Starting at the line that holds "of the black", set down each line through the end of the listing, exactly as written and with nothing added.

**GIVEN INFORMATION:**
|---|
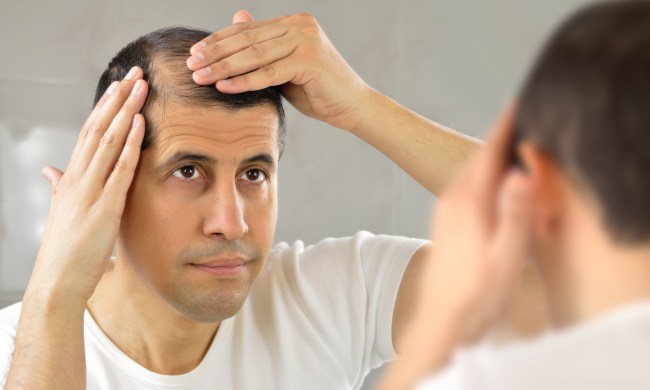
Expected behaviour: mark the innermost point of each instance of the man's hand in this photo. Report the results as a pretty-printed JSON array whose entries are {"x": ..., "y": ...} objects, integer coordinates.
[
  {"x": 482, "y": 233},
  {"x": 85, "y": 213},
  {"x": 290, "y": 50}
]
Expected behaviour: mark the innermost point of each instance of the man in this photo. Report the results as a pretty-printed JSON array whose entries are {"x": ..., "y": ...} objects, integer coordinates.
[
  {"x": 579, "y": 208},
  {"x": 194, "y": 223}
]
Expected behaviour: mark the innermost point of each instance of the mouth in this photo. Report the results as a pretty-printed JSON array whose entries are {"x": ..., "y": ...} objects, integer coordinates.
[{"x": 222, "y": 266}]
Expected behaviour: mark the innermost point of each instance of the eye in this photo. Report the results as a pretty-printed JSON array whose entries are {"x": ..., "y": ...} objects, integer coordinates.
[
  {"x": 186, "y": 172},
  {"x": 254, "y": 175}
]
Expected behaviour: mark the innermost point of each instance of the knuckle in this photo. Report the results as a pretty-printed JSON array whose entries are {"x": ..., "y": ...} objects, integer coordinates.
[
  {"x": 269, "y": 72},
  {"x": 306, "y": 18},
  {"x": 126, "y": 107},
  {"x": 107, "y": 139},
  {"x": 121, "y": 166},
  {"x": 224, "y": 66},
  {"x": 95, "y": 128},
  {"x": 257, "y": 50}
]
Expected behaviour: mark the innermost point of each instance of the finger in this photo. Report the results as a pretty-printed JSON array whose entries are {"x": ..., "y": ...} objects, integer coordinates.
[
  {"x": 231, "y": 31},
  {"x": 273, "y": 74},
  {"x": 514, "y": 227},
  {"x": 242, "y": 16},
  {"x": 121, "y": 177},
  {"x": 113, "y": 141},
  {"x": 239, "y": 54},
  {"x": 53, "y": 176},
  {"x": 493, "y": 156},
  {"x": 94, "y": 131}
]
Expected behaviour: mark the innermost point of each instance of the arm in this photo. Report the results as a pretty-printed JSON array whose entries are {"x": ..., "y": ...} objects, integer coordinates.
[
  {"x": 294, "y": 52},
  {"x": 483, "y": 230},
  {"x": 87, "y": 205}
]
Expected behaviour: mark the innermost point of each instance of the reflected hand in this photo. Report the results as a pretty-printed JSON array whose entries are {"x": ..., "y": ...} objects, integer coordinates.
[
  {"x": 88, "y": 201},
  {"x": 291, "y": 51},
  {"x": 482, "y": 232}
]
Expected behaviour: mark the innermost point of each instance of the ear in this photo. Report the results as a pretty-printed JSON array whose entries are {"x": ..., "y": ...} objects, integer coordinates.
[
  {"x": 242, "y": 16},
  {"x": 547, "y": 182}
]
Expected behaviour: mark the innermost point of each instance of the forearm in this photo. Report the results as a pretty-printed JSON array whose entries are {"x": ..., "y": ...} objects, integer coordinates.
[
  {"x": 49, "y": 350},
  {"x": 429, "y": 152},
  {"x": 428, "y": 350}
]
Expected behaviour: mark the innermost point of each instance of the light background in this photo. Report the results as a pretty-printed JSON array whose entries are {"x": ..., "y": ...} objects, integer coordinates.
[{"x": 458, "y": 62}]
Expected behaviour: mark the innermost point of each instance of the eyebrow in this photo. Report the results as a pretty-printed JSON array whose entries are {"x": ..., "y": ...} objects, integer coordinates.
[{"x": 190, "y": 156}]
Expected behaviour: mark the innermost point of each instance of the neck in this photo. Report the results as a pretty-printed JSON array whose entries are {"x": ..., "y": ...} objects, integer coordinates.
[
  {"x": 599, "y": 276},
  {"x": 156, "y": 336}
]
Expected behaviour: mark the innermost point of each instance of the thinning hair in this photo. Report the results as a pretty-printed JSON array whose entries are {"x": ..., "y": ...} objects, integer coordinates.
[
  {"x": 162, "y": 54},
  {"x": 587, "y": 104}
]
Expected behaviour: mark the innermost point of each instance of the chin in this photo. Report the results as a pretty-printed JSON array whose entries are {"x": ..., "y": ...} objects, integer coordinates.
[{"x": 210, "y": 308}]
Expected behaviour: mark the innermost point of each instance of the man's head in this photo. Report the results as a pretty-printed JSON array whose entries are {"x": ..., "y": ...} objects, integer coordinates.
[
  {"x": 200, "y": 215},
  {"x": 586, "y": 109}
]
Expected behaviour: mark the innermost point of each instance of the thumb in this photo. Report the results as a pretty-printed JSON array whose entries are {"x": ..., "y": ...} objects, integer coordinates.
[
  {"x": 53, "y": 176},
  {"x": 513, "y": 233},
  {"x": 242, "y": 16}
]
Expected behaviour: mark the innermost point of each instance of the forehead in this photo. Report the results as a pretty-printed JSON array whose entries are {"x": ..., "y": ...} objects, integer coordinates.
[{"x": 213, "y": 130}]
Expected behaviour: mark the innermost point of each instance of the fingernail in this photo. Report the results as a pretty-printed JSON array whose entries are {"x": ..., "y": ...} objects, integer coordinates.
[
  {"x": 111, "y": 88},
  {"x": 137, "y": 87},
  {"x": 205, "y": 72},
  {"x": 197, "y": 47},
  {"x": 196, "y": 59},
  {"x": 226, "y": 82},
  {"x": 131, "y": 73}
]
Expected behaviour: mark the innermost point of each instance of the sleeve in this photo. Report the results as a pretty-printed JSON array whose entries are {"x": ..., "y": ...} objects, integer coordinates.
[
  {"x": 7, "y": 339},
  {"x": 349, "y": 288}
]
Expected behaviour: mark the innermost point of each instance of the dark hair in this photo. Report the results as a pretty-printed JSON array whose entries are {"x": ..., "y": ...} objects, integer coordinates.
[
  {"x": 161, "y": 55},
  {"x": 587, "y": 104}
]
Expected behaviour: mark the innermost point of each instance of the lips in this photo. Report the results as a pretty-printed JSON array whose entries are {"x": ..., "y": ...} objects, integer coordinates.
[{"x": 222, "y": 266}]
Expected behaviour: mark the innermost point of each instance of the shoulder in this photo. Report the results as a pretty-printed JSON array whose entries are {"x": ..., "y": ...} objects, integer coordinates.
[
  {"x": 9, "y": 317},
  {"x": 362, "y": 245},
  {"x": 612, "y": 352}
]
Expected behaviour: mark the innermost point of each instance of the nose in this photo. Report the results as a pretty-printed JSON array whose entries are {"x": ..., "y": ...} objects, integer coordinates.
[{"x": 225, "y": 216}]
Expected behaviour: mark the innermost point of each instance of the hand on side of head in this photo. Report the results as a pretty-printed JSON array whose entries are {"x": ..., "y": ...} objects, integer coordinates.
[
  {"x": 88, "y": 200},
  {"x": 482, "y": 234},
  {"x": 291, "y": 51}
]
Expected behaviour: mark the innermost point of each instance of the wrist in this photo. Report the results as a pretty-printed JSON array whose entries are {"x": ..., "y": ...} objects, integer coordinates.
[{"x": 368, "y": 105}]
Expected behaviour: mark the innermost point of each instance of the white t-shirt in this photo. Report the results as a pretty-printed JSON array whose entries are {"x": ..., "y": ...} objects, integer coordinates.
[
  {"x": 317, "y": 318},
  {"x": 612, "y": 352}
]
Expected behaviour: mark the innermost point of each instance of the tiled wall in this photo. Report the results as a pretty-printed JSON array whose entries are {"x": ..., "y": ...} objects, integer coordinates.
[{"x": 457, "y": 61}]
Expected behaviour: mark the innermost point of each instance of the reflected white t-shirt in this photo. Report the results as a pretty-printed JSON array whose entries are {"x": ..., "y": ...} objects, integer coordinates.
[
  {"x": 609, "y": 353},
  {"x": 318, "y": 317}
]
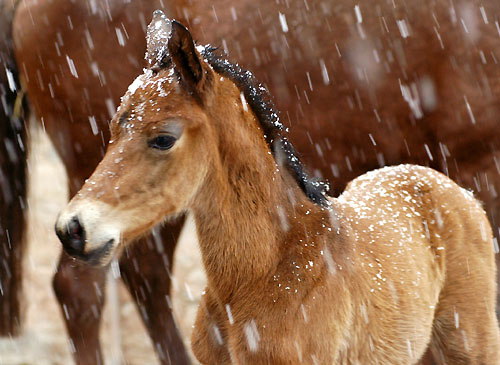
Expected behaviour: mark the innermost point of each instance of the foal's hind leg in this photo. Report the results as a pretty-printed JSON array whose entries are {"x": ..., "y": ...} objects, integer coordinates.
[
  {"x": 146, "y": 269},
  {"x": 465, "y": 329}
]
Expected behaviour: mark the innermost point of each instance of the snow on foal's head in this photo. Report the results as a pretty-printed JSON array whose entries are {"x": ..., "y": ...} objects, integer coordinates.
[{"x": 158, "y": 154}]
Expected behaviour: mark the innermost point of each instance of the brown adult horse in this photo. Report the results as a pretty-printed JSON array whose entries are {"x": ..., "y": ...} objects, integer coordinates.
[
  {"x": 293, "y": 277},
  {"x": 377, "y": 83}
]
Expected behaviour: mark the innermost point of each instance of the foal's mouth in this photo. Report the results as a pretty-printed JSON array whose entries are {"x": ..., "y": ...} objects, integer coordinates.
[{"x": 93, "y": 257}]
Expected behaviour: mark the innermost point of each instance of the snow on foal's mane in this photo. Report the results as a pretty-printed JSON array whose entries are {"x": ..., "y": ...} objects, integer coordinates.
[{"x": 259, "y": 100}]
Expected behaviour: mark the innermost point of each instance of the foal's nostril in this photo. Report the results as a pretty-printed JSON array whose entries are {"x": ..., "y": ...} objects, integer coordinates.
[{"x": 72, "y": 236}]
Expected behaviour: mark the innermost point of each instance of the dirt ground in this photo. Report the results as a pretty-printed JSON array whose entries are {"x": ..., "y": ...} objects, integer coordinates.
[{"x": 123, "y": 336}]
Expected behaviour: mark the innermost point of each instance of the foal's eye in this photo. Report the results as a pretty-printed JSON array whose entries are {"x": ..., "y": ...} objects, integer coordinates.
[{"x": 163, "y": 142}]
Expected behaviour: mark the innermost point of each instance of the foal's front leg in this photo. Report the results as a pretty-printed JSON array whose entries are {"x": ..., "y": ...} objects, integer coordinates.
[{"x": 209, "y": 338}]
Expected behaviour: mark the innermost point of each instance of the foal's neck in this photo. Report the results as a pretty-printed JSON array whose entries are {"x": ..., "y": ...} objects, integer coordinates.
[{"x": 248, "y": 212}]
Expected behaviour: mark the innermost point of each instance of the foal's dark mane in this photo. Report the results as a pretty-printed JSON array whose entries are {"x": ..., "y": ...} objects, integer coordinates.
[{"x": 259, "y": 100}]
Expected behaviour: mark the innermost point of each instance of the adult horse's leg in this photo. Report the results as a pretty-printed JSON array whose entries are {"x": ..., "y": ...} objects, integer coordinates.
[
  {"x": 12, "y": 179},
  {"x": 146, "y": 269},
  {"x": 80, "y": 290},
  {"x": 80, "y": 293}
]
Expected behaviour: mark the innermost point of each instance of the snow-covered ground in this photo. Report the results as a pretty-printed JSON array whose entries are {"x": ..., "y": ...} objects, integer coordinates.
[{"x": 44, "y": 339}]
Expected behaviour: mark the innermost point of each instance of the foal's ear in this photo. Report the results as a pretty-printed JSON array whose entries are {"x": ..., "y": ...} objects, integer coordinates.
[{"x": 185, "y": 58}]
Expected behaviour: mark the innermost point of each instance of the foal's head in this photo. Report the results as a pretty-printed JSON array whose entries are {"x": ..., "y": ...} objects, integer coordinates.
[{"x": 165, "y": 141}]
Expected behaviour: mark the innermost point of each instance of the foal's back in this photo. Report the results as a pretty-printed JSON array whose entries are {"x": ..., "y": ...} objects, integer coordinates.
[{"x": 421, "y": 256}]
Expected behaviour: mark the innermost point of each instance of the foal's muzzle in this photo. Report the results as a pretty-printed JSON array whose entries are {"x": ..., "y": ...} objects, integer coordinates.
[{"x": 74, "y": 238}]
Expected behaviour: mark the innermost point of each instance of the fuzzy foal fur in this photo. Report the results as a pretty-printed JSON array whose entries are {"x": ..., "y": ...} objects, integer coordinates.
[{"x": 401, "y": 260}]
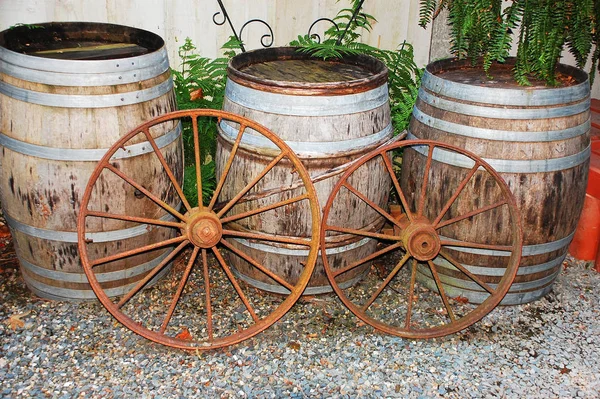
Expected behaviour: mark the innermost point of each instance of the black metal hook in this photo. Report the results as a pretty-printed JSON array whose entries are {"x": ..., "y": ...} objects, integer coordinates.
[
  {"x": 315, "y": 35},
  {"x": 238, "y": 37}
]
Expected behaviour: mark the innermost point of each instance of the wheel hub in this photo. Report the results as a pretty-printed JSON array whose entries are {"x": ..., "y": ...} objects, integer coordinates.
[
  {"x": 204, "y": 229},
  {"x": 421, "y": 240}
]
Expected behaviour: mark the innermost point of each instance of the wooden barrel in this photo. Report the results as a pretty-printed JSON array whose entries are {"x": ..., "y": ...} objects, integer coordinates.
[
  {"x": 329, "y": 113},
  {"x": 536, "y": 137},
  {"x": 68, "y": 91}
]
|---|
**PROBLEM SOLUTION:**
Expected behaviour: mark the innermost point of each instance of the black metal hook in this photo. Report the results as a pretty-printed JSON array whose entries are {"x": ..., "y": ...} objects, integer coordinates.
[
  {"x": 315, "y": 35},
  {"x": 238, "y": 37}
]
Expected behaviour: mark the innermost point of each instance of the wheel hub in this photo. Report the results as a pretty-printed JSON array whose entries are {"x": ..., "y": ...} objects, integer coordinates.
[
  {"x": 204, "y": 229},
  {"x": 421, "y": 240}
]
Expected behaviour: mark the innermost point of each instance of the wooden barrel in this photo. Report the results as a pretty-printed JSON array whose entries are {"x": ..., "y": ...} objects, integer coordinates.
[
  {"x": 329, "y": 113},
  {"x": 536, "y": 137},
  {"x": 68, "y": 91}
]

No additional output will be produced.